### [READING TEXT]
________________________
# California Chinchillas



## Autumn2005 (Apr 21, 2010)

When I discovered some chinchillas a few weeks ago, several of you expressed interest in them. To keep everyone updated, here's this topic!

First up are Anna and Charles, named after a couple of my favorite werewolves! Anna will have a permanent home with me, I saw her through the pet glass window and instantly fell in love. I used to dislike long-haired because it looked so messy and unkempt.... and then I met Charles, who has the best teddy bear face! No one wanted to really show their faces this morning, so I couldn't get a shot of his teddy bear look. These are true chinchillas, with the white belly. They've been together for a couple weeks now, so hopefully Anna is pregnant. She's not showing yet, but I hope!


----------



## Autumn2005 (Apr 21, 2010)
________________________
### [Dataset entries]
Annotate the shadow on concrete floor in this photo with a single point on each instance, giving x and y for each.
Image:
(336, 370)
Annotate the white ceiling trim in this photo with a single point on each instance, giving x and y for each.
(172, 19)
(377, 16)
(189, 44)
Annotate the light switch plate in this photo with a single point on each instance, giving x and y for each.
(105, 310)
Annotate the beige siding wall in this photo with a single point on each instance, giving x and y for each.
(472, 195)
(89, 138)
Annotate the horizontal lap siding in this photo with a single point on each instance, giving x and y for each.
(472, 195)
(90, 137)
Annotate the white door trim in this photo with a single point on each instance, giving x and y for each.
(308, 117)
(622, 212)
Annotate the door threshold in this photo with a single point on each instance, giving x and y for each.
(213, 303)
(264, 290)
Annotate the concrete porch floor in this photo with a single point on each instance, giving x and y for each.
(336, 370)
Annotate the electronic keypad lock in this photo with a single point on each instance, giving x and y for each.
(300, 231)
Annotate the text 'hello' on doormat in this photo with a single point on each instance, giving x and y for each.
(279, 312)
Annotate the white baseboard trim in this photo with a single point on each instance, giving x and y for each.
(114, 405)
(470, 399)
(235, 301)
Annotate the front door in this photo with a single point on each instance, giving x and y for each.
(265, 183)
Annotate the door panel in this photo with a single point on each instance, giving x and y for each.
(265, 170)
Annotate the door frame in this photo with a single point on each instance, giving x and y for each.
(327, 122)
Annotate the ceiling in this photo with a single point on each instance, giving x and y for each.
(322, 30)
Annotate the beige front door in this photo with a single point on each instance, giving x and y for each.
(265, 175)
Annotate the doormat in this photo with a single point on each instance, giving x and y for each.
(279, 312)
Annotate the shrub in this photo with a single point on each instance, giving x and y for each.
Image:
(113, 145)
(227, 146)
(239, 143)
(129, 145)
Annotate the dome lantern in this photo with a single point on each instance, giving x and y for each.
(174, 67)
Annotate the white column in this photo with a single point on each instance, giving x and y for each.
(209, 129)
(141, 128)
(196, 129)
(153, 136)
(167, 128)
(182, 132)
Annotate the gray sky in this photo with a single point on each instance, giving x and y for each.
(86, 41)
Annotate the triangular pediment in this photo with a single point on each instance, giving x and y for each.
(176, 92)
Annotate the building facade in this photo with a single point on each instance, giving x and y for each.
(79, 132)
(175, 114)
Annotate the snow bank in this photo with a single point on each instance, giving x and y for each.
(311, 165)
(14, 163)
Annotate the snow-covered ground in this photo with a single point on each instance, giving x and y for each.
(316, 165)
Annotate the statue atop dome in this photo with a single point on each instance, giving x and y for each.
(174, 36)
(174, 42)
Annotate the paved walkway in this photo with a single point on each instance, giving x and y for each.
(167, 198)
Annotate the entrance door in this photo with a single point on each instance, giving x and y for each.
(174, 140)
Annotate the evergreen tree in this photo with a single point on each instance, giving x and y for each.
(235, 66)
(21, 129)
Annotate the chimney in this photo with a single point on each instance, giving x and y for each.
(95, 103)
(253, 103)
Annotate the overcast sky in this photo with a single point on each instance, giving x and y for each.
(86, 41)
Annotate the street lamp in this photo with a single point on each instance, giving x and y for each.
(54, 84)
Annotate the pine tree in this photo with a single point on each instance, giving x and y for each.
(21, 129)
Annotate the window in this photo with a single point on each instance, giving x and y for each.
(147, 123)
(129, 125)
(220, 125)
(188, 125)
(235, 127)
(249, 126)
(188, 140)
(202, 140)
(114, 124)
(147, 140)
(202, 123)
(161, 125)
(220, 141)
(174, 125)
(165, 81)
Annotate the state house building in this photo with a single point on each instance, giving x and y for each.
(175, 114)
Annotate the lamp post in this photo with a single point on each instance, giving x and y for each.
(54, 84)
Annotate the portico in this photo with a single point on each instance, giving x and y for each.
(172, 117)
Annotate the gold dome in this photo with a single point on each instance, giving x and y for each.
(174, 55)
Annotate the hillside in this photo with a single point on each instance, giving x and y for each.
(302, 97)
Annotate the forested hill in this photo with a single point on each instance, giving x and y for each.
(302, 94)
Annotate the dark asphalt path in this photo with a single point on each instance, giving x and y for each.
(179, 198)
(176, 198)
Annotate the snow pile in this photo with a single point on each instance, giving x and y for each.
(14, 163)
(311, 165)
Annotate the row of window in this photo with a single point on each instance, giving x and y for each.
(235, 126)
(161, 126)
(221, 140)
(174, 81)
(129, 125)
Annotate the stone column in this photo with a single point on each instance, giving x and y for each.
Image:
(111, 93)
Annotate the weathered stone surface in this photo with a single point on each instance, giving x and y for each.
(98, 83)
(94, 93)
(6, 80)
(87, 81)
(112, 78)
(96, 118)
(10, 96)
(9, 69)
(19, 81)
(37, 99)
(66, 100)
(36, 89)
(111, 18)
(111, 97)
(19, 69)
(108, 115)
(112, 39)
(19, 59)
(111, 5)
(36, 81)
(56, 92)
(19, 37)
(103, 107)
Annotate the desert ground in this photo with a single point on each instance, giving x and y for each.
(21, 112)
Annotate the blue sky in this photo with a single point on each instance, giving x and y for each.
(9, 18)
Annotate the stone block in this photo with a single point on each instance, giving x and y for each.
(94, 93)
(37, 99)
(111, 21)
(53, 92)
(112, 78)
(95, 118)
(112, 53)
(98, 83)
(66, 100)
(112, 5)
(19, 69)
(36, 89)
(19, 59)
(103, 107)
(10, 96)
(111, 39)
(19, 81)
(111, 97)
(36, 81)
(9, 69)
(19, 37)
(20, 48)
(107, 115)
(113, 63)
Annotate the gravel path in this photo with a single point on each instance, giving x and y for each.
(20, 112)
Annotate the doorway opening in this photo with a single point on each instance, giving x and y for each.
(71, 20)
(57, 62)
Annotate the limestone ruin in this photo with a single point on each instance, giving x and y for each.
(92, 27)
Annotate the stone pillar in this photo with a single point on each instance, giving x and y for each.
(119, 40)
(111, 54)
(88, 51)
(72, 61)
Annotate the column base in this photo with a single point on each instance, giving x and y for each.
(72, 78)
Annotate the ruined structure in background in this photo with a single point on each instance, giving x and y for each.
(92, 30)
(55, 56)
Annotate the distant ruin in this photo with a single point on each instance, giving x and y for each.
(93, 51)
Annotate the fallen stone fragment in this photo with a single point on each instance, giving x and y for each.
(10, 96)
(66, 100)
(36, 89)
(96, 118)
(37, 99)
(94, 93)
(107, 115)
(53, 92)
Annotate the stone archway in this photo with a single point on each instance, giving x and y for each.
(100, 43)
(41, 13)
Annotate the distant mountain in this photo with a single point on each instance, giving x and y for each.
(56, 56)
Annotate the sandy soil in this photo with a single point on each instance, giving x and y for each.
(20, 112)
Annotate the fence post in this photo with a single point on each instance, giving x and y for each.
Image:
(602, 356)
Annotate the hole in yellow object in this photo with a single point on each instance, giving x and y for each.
________________________
### [BRIEF]
Pick up the chinchilla forum thread where it ends and write what comes next.

### [ANSWER TO THE EXERCISE]
Next are 2 does I've been calling Marry and Poppins! You can't see it, but Poppins has a white banded tail, and Mary had a solid tail, which is how I tell them apart. I'll probably be putting one or both of these girls to Charles some time this week, depending on how many other litters I have and how chaotic it gets... in the process of building an outdoor shed for my meece!


----------



## Frizzle (Oct 6, 2011)

Very cool looking mice! Are you going to select for pied or selves?


----------



## Autumn2005 (Apr 21, 2010)

I picked up this girl the weekend, so she's still in quarantine. I don't have a name for her yet, I'm open for suggestions!


----------



## Autumn2005 (Apr 21, 2010)

Lastly is Tiny, who is in with Marlowe, the English-type agouti with her, in an attempt to insert some type into them. I know Marlowe has his sides sucked in, it was cold when I put him down and he didn't like it! :lol: I call this girl tiny because when I first got her she was the smallest of the 4 I picked up, but she's doubled in size since then. So far she doesn't look pregnant, but Marlowe is a very young buck.


----------



## Autumn2005 (Apr 21, 2010)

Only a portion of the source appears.